▸ **Source data**:
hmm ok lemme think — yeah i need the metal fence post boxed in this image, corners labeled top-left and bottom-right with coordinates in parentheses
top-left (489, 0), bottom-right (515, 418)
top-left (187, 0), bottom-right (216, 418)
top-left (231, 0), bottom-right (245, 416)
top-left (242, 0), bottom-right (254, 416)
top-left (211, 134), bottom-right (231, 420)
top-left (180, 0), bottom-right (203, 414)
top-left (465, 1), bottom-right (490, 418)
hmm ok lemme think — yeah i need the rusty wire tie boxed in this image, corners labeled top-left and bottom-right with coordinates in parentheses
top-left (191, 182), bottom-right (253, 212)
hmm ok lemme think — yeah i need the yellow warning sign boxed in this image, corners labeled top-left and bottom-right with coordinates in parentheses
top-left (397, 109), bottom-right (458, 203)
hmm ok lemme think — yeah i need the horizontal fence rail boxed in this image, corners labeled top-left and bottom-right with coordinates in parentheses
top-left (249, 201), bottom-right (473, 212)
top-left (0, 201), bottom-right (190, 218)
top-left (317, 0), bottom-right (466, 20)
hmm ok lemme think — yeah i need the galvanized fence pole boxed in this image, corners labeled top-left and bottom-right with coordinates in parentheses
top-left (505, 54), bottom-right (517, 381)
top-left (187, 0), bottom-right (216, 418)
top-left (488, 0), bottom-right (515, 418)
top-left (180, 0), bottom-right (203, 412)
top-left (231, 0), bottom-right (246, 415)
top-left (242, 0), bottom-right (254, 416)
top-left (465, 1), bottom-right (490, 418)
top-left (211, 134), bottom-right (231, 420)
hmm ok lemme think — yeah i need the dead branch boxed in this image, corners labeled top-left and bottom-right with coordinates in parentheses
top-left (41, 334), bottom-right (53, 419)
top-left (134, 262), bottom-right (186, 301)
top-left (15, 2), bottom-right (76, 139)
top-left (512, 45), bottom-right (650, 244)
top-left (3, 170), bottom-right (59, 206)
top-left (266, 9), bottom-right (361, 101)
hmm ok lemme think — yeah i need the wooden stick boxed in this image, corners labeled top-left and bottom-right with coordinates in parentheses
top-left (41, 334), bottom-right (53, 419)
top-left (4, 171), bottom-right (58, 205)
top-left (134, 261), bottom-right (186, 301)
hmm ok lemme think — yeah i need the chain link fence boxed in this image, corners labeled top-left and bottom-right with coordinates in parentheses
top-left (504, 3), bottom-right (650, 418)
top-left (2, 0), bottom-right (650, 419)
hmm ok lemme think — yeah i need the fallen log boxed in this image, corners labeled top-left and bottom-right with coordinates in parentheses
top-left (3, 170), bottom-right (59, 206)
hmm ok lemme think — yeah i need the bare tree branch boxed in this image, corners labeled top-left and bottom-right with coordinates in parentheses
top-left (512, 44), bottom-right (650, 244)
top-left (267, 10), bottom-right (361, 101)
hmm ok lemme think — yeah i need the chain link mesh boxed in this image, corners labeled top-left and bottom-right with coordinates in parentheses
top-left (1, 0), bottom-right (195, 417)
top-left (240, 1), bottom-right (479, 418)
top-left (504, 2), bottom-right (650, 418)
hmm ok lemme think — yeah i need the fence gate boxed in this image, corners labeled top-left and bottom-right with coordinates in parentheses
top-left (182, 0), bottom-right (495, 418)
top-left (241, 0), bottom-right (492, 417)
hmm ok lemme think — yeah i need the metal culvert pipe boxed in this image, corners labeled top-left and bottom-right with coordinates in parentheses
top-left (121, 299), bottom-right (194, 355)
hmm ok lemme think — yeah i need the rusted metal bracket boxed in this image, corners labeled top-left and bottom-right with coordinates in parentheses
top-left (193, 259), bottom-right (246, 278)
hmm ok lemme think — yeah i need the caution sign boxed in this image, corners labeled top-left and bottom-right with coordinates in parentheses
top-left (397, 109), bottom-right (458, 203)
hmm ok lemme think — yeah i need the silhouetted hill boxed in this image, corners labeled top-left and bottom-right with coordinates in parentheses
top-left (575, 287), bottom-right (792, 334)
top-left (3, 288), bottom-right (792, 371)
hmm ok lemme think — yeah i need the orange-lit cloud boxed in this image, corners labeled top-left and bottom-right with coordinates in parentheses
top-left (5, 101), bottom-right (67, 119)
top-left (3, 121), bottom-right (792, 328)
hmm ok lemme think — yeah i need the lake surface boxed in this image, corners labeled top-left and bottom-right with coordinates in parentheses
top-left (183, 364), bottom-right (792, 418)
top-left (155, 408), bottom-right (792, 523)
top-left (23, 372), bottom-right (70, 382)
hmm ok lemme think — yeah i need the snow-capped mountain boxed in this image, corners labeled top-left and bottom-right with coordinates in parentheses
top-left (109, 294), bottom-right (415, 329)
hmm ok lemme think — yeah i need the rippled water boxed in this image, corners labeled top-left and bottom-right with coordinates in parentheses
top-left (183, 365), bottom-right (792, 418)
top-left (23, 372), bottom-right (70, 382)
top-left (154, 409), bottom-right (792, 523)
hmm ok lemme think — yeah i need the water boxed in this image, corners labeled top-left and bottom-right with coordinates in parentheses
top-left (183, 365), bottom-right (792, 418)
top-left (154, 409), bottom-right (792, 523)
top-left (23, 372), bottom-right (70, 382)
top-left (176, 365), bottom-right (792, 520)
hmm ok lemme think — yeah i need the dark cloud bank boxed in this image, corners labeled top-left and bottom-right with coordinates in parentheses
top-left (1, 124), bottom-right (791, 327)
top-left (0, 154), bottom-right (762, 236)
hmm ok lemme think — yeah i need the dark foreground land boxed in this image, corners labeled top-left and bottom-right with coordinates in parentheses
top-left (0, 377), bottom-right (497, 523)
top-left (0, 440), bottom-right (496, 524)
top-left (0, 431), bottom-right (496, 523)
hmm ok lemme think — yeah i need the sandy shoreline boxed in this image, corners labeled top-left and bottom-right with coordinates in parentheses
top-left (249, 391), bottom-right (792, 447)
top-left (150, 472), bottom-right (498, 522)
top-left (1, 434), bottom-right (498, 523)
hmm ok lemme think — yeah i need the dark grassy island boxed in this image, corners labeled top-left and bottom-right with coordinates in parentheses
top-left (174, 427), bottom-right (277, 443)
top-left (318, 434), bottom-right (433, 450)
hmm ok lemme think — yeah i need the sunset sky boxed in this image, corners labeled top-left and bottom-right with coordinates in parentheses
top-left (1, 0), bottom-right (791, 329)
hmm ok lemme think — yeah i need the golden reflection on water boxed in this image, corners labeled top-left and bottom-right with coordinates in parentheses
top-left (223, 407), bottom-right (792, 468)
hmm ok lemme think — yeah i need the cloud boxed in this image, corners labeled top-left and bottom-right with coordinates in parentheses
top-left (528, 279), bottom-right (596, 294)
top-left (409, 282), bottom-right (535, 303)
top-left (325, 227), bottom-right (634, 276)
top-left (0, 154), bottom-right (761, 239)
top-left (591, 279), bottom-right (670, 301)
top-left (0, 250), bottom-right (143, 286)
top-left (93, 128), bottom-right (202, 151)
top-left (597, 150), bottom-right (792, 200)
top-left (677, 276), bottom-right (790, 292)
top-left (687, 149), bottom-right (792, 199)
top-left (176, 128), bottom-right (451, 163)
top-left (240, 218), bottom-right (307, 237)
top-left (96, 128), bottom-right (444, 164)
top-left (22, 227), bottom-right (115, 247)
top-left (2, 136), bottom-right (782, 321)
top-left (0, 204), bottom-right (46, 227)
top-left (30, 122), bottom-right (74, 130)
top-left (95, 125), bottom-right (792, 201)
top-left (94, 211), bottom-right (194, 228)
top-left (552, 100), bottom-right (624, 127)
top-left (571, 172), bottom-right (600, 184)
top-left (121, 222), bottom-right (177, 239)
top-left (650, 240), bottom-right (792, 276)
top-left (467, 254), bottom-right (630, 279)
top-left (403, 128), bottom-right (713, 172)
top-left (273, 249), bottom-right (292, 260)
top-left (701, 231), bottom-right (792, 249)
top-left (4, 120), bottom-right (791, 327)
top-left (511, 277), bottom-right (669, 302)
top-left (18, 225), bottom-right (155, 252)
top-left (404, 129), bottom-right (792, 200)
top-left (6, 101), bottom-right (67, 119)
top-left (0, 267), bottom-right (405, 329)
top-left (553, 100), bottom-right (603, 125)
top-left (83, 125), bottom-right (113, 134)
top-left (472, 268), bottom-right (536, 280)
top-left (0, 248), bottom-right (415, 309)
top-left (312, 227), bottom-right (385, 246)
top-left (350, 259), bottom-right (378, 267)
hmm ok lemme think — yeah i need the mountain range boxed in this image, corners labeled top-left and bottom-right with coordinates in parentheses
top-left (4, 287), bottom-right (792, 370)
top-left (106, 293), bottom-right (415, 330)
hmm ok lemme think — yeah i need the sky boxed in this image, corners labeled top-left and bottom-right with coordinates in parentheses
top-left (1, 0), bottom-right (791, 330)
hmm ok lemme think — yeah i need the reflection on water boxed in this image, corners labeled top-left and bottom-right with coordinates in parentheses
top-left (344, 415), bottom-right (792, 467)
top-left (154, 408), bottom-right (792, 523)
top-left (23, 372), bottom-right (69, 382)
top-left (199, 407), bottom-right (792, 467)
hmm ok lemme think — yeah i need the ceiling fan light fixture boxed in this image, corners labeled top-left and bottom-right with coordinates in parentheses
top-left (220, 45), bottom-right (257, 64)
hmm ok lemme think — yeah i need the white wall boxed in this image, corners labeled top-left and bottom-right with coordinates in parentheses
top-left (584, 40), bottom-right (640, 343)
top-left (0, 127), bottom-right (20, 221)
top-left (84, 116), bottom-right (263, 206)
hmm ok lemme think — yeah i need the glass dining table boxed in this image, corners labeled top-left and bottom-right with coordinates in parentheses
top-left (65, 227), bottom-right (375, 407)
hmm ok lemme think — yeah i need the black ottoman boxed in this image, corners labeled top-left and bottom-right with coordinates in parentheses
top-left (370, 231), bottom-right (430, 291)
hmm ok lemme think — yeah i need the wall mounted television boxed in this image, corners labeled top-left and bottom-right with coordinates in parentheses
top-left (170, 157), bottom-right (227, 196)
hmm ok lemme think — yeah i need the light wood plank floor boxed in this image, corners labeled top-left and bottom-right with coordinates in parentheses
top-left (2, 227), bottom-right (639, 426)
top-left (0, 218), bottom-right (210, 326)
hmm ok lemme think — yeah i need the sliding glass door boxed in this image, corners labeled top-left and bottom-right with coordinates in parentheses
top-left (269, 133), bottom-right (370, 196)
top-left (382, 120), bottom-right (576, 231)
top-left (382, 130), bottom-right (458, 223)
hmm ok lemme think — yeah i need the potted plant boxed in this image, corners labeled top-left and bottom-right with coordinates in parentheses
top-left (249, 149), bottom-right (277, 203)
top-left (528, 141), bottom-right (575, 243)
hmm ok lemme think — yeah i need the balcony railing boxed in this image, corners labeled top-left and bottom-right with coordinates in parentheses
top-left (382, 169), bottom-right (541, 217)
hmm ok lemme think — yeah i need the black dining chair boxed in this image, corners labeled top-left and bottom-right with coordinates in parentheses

▸ **TASK INSTRUCTIONS**:
Could you copy exactly the lines from the one containing "hmm ok lemme think — yeah i need the potted" through the end of the records above, and nothing more?

▸ **RESULT OF THIS TASK**:
hmm ok lemme think — yeah i need the potted plant boxed in this image, corners labeled top-left and bottom-right with coordinates in parentheses
top-left (249, 149), bottom-right (277, 203)
top-left (528, 141), bottom-right (575, 243)
hmm ok lemme think — yeah i need the balcony railing boxed in this image, corners labeled top-left and bottom-right with coordinates in parentheses
top-left (382, 169), bottom-right (541, 217)
hmm ok lemme think — yeah i need the black dining chair boxed in this image, corners labeled top-left and bottom-right with coordinates in parentheses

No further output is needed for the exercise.